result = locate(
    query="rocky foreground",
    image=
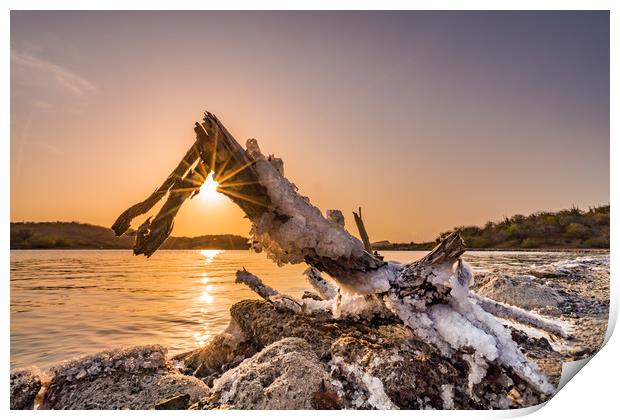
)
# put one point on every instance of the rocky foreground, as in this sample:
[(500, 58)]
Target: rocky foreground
[(270, 359)]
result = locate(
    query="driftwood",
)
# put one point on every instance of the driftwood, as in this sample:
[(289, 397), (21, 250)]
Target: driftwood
[(430, 295), (362, 230)]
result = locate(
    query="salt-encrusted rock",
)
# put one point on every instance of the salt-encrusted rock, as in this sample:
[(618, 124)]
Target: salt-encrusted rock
[(523, 291), (131, 378), (224, 351), (376, 364), (25, 385), (283, 376)]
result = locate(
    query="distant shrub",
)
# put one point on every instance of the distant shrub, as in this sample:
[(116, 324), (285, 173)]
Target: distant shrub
[(576, 230), (43, 243), (528, 243), (23, 235)]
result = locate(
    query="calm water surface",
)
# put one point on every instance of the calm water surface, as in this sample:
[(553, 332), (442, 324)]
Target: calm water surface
[(67, 303)]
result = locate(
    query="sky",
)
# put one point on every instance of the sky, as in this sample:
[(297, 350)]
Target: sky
[(427, 120)]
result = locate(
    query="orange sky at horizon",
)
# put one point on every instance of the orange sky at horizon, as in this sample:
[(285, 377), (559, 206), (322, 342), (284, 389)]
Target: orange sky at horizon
[(427, 120)]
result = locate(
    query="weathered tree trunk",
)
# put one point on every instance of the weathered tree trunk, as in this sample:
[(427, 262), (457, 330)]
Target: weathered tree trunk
[(362, 230), (430, 295)]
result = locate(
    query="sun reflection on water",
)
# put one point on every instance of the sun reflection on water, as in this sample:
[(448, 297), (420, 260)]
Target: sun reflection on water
[(210, 254), (205, 299)]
= = = = = = =
_PROBLEM TO SOLVE:_
Turn the lines from the start of the entries through the line holding "[(430, 295), (362, 230)]", both included, into a numbered list with blank lines left out. Leave the picture out of your answer.

_EXERCISE OUTPUT:_
1. result = locate(
2.     query="rocky foreground",
3.     image=
4. )
5. # put one point on every instance of the rocky foreground, as in this sample:
6. [(500, 58)]
7. Target: rocky foreground
8. [(270, 359)]
9. result = locate(
10.     query="driftwood",
11. )
12. # put one point on every instance of the driftwood, as in this sample:
13. [(289, 397), (21, 250)]
14. Target: driftwood
15. [(430, 295), (362, 230)]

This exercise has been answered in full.